===== Listed records

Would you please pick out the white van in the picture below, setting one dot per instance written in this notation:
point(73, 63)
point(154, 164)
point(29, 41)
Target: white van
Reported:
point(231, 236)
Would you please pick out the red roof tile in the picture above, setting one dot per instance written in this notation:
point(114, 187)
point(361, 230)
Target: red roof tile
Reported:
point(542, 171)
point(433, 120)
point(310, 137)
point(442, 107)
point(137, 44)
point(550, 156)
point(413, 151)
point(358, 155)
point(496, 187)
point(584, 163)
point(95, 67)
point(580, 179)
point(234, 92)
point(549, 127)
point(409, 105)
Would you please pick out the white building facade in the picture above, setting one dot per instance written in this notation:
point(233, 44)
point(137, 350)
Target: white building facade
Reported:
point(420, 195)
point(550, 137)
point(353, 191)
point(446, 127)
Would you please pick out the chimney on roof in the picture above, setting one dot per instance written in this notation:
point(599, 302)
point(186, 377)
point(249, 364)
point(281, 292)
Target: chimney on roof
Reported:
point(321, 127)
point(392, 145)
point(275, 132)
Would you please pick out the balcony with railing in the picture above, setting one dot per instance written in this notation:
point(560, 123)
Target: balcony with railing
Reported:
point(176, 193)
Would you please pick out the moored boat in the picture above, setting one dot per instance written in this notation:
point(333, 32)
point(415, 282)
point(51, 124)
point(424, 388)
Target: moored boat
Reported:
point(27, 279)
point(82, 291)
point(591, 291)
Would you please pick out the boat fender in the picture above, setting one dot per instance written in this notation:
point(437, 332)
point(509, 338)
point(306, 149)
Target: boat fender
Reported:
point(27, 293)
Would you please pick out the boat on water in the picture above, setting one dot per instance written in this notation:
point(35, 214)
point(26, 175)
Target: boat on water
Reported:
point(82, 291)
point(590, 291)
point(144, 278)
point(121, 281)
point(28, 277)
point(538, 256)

==========

● **Task objective**: Convert all the lines above into a Markdown table with two columns, Row and Text. Number the lines in order, and leave out any blank ones.

● **Correct result**:
| Row | Text |
|---|---|
| 1 | Would you please pick out the white van in the picture below, setting one dot per instance written in this notation: |
| 2 | point(73, 63) |
| 3 | point(154, 164) |
| 4 | point(29, 41) |
| 5 | Target: white van |
| 6 | Reported: |
| 7 | point(231, 236) |
| 8 | Would you please pick out the red roof tile in the picture above, setting one dot per instance written in this notation: |
| 9 | point(114, 187) |
| 10 | point(361, 230) |
| 11 | Target: red roof tile |
| 12 | Reported: |
| 13 | point(542, 171) |
| 14 | point(433, 120) |
| 15 | point(310, 137) |
| 16 | point(442, 107) |
| 17 | point(137, 44) |
| 18 | point(550, 156) |
| 19 | point(413, 151) |
| 20 | point(358, 155) |
| 21 | point(496, 187) |
| 22 | point(584, 163) |
| 23 | point(95, 67) |
| 24 | point(580, 179) |
| 25 | point(234, 92) |
| 26 | point(549, 127) |
| 27 | point(409, 105) |
| 28 | Would you please pick out the white building facade in the picture above, setting one dot per instance written in this notation: |
| 29 | point(233, 44) |
| 30 | point(137, 350) |
| 31 | Target: white building facade |
| 32 | Reported: |
| 33 | point(420, 195) |
| 34 | point(550, 137) |
| 35 | point(353, 191) |
| 36 | point(446, 127) |
| 37 | Would you please pick out the chimney on roof in the picture above, setting one dot per instance written in this notation: |
| 38 | point(599, 302) |
| 39 | point(186, 377) |
| 40 | point(249, 364) |
| 41 | point(281, 292) |
| 42 | Target: chimney on roof |
| 43 | Reported: |
| 44 | point(321, 127) |
| 45 | point(392, 145) |
| 46 | point(275, 132) |
| 47 | Would you please pick out the balcony with railing in the picture above, setting one dot per instance written in this notation: |
| 48 | point(560, 123) |
| 49 | Target: balcony with railing |
| 50 | Reported: |
| 51 | point(176, 193) |
| 52 | Would you please pick out the moored boat in the picture above, setting one dot per instance written in this notation: |
| 53 | point(333, 32) |
| 54 | point(415, 282) |
| 55 | point(51, 124) |
| 56 | point(424, 388) |
| 57 | Target: moored boat |
| 58 | Reported: |
| 59 | point(27, 279) |
| 60 | point(82, 291) |
| 61 | point(591, 291) |
| 62 | Would you please pick out the boat fender in the picture above, setting one dot per instance written in this notation: |
| 63 | point(437, 332) |
| 64 | point(509, 338) |
| 65 | point(306, 149) |
| 66 | Target: boat fender |
| 67 | Reported: |
| 68 | point(27, 293) |
| 69 | Would you please pick out the boat on water in the picture above, setting one dot per instance written in this notation: |
| 70 | point(35, 214) |
| 71 | point(26, 175) |
| 72 | Target: boat on water |
| 73 | Reported: |
| 74 | point(82, 291) |
| 75 | point(590, 291) |
| 76 | point(144, 278) |
| 77 | point(121, 281) |
| 78 | point(28, 277) |
| 79 | point(538, 256) |